◆ **Exercise objective**
Send back every line of the data exactly.

◆ **Extracted records**
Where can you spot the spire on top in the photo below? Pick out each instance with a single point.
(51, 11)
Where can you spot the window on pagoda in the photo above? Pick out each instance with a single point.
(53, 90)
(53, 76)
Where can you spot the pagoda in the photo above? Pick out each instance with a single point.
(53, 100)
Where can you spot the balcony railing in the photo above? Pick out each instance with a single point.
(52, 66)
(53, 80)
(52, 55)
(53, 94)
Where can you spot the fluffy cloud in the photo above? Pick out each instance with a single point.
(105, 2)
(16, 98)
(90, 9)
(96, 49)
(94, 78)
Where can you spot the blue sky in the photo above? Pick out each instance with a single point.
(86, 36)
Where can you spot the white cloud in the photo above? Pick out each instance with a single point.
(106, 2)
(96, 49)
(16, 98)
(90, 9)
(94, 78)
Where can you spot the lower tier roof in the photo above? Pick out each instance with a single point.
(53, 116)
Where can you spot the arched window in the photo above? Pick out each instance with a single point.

◆ **Response to this exercise**
Where can you spot the spire on top in the photo below? Pick out each instance with a single point.
(51, 11)
Where can you spot the window on pagoda in the photo above? Pick out each instance with a single point.
(53, 90)
(53, 76)
Where can you spot the pagoda in the photo above? Pick out each instance with a single point.
(53, 100)
Where can you spot the balcony railing in the photo above? Pick out each instance with a single point.
(52, 66)
(53, 80)
(52, 55)
(53, 94)
Where can you spot the fluffy cloud in the photo above? Pick out each instance with a single point.
(105, 2)
(16, 98)
(90, 9)
(96, 49)
(94, 78)
Where can you spot the blue sky in the photo above? Pick out each instance with a single point.
(86, 36)
Where can you spot the white cloud in the photo above? Pick out each instance with a single point.
(106, 2)
(96, 49)
(16, 98)
(90, 9)
(94, 78)
Where can you spot the lower tier roof in the photo above? Pick out each instance with a single point.
(53, 116)
Where can you spot the arched window in the photo above? Pick out each instance with a single point.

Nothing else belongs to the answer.